▶ [Brief]: Starting at the line that contains "Every instance of the white bus", repeat each line exactly through the last line of the listing, and repeat nothing else.

▶ [Given data]:
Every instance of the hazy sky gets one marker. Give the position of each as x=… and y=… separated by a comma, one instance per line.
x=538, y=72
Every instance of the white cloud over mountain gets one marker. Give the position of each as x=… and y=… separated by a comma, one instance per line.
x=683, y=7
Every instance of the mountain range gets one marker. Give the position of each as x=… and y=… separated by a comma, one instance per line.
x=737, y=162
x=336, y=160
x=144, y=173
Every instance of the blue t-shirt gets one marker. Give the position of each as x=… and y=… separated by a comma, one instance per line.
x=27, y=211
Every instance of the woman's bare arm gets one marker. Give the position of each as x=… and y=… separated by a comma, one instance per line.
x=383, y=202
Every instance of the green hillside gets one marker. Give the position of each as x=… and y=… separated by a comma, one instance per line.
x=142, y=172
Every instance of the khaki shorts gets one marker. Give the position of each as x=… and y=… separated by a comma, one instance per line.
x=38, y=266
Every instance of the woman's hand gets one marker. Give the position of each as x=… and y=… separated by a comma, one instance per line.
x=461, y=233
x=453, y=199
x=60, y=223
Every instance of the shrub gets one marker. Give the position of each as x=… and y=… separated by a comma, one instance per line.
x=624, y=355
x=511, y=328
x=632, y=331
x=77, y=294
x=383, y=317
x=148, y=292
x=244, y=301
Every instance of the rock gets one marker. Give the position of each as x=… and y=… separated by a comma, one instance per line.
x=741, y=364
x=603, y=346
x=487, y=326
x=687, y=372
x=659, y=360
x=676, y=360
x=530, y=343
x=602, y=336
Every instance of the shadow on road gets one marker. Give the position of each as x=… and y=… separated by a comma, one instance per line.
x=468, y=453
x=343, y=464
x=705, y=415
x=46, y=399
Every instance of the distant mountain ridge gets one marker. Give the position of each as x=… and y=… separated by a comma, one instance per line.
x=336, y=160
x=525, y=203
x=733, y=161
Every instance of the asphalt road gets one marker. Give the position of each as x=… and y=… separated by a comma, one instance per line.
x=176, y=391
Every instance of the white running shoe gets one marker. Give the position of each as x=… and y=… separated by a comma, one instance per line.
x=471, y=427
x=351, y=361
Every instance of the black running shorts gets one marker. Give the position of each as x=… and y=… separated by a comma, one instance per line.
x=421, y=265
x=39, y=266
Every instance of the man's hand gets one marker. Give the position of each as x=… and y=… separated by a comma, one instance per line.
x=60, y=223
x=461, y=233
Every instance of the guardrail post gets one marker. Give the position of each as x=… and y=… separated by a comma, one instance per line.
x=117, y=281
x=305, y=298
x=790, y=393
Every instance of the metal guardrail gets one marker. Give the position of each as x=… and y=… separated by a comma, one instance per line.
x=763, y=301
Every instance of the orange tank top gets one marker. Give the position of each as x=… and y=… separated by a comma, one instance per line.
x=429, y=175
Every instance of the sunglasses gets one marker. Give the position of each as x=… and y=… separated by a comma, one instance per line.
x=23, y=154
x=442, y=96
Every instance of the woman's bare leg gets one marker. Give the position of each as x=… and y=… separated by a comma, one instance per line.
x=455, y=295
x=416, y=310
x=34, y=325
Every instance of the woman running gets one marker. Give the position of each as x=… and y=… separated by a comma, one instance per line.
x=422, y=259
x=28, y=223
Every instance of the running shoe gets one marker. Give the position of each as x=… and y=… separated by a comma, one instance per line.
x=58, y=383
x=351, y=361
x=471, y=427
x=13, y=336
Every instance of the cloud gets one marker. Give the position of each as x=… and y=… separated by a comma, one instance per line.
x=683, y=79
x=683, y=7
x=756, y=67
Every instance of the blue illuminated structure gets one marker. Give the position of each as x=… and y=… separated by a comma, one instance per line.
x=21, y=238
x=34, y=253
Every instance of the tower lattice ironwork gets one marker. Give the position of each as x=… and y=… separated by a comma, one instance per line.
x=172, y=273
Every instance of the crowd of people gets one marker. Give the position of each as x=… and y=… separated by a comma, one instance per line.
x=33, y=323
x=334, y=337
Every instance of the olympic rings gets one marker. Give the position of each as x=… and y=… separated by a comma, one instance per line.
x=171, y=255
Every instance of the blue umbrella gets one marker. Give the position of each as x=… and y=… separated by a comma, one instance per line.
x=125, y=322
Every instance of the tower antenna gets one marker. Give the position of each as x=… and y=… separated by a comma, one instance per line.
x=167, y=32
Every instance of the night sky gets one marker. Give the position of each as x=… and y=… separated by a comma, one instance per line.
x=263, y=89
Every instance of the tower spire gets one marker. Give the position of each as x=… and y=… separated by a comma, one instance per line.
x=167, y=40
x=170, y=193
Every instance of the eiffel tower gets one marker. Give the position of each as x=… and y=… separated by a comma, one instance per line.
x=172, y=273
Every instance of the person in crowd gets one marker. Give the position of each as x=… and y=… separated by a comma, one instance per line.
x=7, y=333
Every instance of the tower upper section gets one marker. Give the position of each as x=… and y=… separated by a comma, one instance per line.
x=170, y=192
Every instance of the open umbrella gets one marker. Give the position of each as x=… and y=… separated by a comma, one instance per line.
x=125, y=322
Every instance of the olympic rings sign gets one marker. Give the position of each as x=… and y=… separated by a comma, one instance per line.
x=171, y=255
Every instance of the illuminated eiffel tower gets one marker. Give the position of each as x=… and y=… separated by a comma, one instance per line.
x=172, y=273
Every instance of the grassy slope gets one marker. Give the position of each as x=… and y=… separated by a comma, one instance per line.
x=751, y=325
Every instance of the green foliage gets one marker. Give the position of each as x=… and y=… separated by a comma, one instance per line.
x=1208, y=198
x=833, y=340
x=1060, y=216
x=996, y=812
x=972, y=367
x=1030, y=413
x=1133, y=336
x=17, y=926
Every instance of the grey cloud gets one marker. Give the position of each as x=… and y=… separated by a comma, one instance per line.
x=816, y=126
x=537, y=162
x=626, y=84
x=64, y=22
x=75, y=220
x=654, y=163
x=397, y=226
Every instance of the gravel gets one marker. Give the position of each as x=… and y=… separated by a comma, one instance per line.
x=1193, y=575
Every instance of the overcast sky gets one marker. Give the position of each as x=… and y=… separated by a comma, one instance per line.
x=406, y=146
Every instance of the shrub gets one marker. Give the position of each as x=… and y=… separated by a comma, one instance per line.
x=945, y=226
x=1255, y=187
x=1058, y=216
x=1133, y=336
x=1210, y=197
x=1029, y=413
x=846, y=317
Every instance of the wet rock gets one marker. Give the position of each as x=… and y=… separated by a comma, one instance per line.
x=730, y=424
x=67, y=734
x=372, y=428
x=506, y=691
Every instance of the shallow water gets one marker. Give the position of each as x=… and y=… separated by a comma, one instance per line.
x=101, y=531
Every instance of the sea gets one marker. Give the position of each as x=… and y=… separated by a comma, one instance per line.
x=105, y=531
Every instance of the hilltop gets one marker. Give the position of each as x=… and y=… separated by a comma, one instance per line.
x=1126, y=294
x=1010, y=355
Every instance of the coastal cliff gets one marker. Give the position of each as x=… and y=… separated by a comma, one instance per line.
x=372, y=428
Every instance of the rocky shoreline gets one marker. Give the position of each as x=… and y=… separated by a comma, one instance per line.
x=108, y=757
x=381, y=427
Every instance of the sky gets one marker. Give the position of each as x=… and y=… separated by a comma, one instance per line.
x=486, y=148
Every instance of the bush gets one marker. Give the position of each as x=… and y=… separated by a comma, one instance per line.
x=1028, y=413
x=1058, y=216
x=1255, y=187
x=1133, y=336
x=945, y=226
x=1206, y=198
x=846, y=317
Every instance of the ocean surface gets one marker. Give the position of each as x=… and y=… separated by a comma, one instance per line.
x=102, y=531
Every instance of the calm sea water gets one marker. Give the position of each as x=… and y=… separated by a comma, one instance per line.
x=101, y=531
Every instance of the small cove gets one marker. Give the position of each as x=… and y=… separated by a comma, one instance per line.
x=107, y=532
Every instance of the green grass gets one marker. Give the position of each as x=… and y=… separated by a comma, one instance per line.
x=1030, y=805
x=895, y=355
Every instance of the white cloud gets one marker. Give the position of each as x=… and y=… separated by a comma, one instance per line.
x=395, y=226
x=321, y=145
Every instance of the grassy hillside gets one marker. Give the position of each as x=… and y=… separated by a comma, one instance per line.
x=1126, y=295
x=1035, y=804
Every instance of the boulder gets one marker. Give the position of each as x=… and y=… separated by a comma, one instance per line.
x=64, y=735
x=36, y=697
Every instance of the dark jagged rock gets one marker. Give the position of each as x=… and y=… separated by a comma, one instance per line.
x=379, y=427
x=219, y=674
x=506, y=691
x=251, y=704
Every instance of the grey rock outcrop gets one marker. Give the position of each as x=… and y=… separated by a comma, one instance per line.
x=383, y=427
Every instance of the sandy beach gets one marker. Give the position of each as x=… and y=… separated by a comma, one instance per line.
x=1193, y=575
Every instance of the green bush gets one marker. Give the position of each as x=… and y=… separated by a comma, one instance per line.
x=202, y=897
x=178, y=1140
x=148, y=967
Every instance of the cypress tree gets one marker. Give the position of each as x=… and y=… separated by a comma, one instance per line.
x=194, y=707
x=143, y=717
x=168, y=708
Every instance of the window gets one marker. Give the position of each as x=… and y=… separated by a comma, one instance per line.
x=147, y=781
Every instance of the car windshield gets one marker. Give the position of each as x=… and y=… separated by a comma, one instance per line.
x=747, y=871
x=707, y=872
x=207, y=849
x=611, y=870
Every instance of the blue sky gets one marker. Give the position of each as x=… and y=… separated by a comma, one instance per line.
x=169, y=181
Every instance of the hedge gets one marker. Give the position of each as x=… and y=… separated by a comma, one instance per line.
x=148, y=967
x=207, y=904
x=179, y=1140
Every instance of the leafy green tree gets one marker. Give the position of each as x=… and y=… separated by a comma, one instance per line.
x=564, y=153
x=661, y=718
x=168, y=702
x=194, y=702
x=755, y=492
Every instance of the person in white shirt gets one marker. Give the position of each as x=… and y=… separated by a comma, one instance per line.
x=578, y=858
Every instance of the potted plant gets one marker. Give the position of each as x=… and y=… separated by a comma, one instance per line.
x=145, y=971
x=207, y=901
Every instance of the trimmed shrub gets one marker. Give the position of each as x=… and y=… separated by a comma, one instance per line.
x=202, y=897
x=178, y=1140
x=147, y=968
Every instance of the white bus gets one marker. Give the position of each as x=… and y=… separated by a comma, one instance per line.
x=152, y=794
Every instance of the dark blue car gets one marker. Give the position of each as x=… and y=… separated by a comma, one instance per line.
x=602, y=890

▶ [Answer for the task]:
Every instance of the white bus gets one marker. Give the position of each as x=… and y=… separated by a comma, one instance per line.
x=152, y=794
Every instance of the dark blue car gets one marker. Give the position of each as x=… and y=… separated by a comma, one instance per line.
x=602, y=890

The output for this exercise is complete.